■ **EXCERPT PROVIDED**
__________
4.3. Library Preparation and Sequencing

Whole-exome sequencing was performed in FACS-sorted clonal PCs and paired T lymphocytes from 70 patients with EOCRC. Exonic sequences were enriched using the Ion Ampliseq Exome kit (Life Technologies, Carlsbad, CA, USA), sequenced with a 151 × 2 bp read length and 150× depth coverage using semiconductor technology (Ion Proton, Carlsbad, CA, USA), and were then analyzed with the Ion Reporter and Torrent Suite Software (Life Technologies). Prior to analysis, FASTQ files were assessed for read quality using the FASTQC tool (v.11.9) [21]. Raw reads were mapped to the human genome GRCh37 (hg19) version from the UCSC using the BWA-MEM alignment algorithm (v.0.7.17) [22]. The resulting SAM files were subsequently processed to improve the efficiency of the successive analysis. First, PCR duplicates were marked, and SAM files were transformed to a coordinate-sorted BAM file using the MarkDuplicatesSpark tool from the GATK analysis toolkit (v.4.1.4.0) [23]. Second, read groups were added to these BAM files using the AddOrReplaceReadGroups tool from Picard (v.2.9.0-1). For the next step, we performed a base quality score recalibration on our BAM files to eliminate errors made by the sequencer when the accuracy of each base was estimated. This last step was performed by combining the BaseRecalibrator and ApplyBQSR GATK tools. Once our BAM files were recalibrated, we carried out a set of analyses to retrieve the mutational status from our samples. Somatic single nucleotide variants (SNV) and INDELs were called at using the Mutect2 GATK tool, through its matched mode. Cross-sample contamination was estimated using the CalculateContamination tool, and, finally, SNVs were filtered through the FilterMutectCalls option. All SNVs and INDELs were annotated by the Funcotator GATK tool and were considered to be positive when called by ≥10% variant reads. Variant pathogenicity was estimated through the Varank (v.1.4.3) tool [24]. SNV frequency and distribution in our cohort were compared to two public healthy subject databases, NHLBI-ESP (Exome Variant Server, NHLBI GO Exome Sequencing Project (ESP), Seattle, WA, USA; available at https://evs.gs.washington.edu/EVS (accessed on 10 June 2022) [25] and GNOMAD; available at http://gnomad.broadinstitute.org (accessed on 10 June 2022) [26], through the ANNOVAR tool [27], which was accessed in June 2022.
__________
■ **MATERIAL PROVIDED**
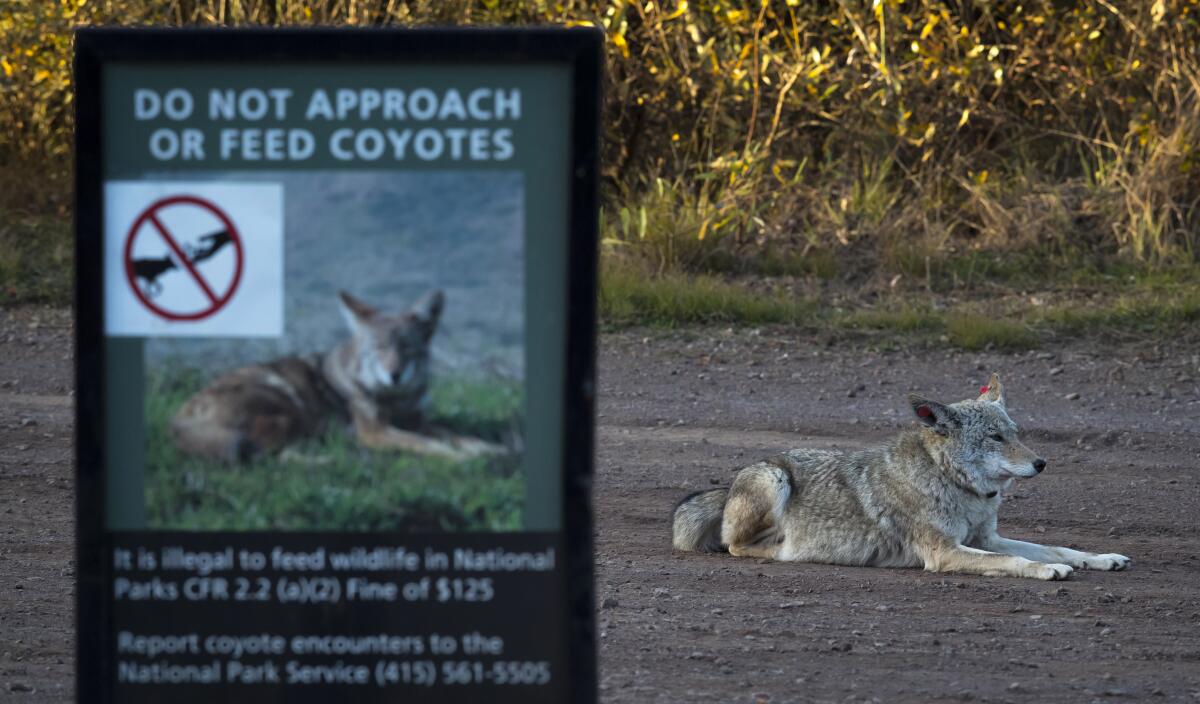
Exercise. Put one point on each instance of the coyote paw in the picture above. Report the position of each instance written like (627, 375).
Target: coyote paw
(1110, 561)
(1053, 571)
__________
■ **REQUIRED WORK**
In the sequencing methods text, to which human genome version were the raw reads mapped?

■ **ANSWER SPACE**
The raw reads were mapped to the human genome GRCh37 (hg19) version from the UCSC.